## やること
下の行のうち、「countertop」という文字列を含むものをすべて抜き出してもらえますか？大文字と小文字は区別します。

## 提供された行
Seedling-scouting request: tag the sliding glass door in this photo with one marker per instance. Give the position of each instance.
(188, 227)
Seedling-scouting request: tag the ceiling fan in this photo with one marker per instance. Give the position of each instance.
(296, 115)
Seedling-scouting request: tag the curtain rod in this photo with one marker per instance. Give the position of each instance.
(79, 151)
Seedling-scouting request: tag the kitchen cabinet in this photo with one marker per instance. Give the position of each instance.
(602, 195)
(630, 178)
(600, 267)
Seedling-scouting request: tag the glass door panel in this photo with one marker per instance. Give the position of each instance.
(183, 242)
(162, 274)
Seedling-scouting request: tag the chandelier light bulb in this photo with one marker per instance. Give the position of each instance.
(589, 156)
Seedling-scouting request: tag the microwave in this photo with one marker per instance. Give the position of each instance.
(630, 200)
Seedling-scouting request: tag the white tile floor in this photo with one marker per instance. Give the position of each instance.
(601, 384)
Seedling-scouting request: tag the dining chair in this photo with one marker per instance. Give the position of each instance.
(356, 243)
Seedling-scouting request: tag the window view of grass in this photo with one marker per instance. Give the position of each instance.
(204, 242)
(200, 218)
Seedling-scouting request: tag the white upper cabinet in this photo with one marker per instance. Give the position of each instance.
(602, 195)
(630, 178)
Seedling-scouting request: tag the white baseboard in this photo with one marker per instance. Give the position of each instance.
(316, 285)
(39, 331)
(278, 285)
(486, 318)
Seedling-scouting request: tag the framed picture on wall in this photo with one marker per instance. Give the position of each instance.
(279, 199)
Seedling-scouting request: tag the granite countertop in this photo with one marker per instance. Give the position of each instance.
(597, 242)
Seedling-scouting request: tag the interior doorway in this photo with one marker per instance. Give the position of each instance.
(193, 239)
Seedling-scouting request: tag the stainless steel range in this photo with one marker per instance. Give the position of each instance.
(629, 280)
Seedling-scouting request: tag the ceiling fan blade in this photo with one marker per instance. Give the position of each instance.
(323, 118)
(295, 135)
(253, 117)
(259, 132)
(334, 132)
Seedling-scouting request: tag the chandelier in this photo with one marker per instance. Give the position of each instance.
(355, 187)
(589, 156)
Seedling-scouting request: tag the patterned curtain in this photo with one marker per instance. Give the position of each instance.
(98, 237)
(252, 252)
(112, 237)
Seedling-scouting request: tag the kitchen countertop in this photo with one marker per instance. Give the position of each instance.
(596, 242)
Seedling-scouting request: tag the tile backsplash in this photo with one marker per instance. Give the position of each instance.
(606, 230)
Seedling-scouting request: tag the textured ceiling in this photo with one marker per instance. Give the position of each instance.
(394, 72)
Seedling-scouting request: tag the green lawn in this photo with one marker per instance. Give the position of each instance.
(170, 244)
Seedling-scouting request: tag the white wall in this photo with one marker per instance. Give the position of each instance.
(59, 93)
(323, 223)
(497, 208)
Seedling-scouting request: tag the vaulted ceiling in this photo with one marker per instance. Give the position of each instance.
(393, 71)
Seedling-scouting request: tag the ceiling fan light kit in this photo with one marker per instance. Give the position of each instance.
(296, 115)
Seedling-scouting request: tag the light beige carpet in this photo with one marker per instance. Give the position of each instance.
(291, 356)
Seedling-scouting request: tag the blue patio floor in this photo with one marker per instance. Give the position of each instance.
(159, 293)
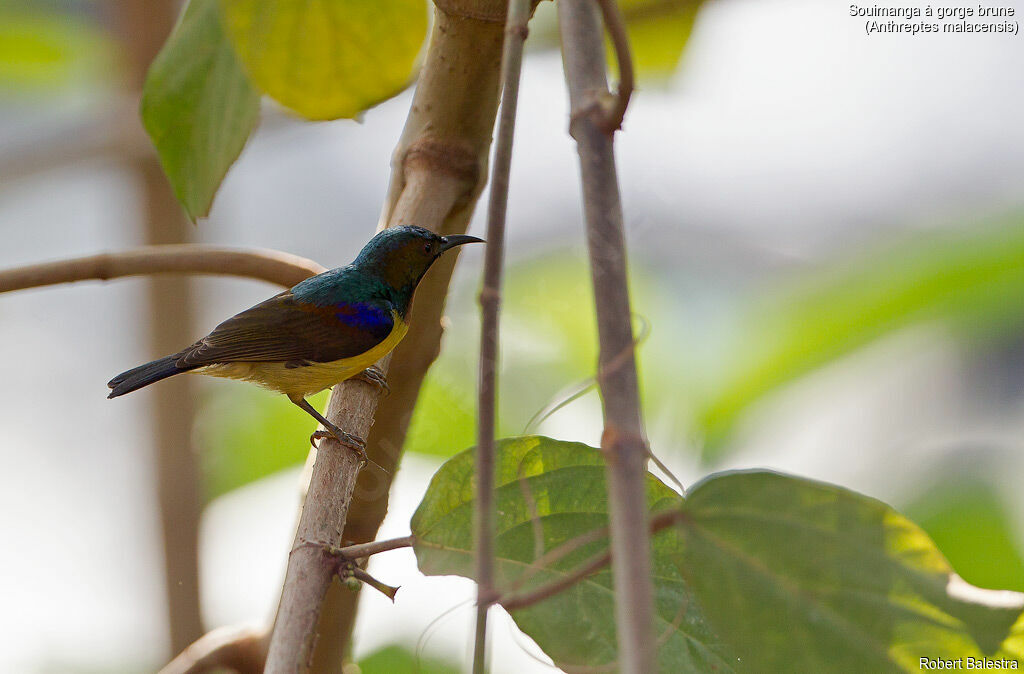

## タスクの解答
Seedling-scouting request: tag the granite countertop in this photo with one marker per instance. Give the position of each instance.
Seedling-scouting request: tag the kitchen countertop in this photo with one marker per instance. Give the position of each instance.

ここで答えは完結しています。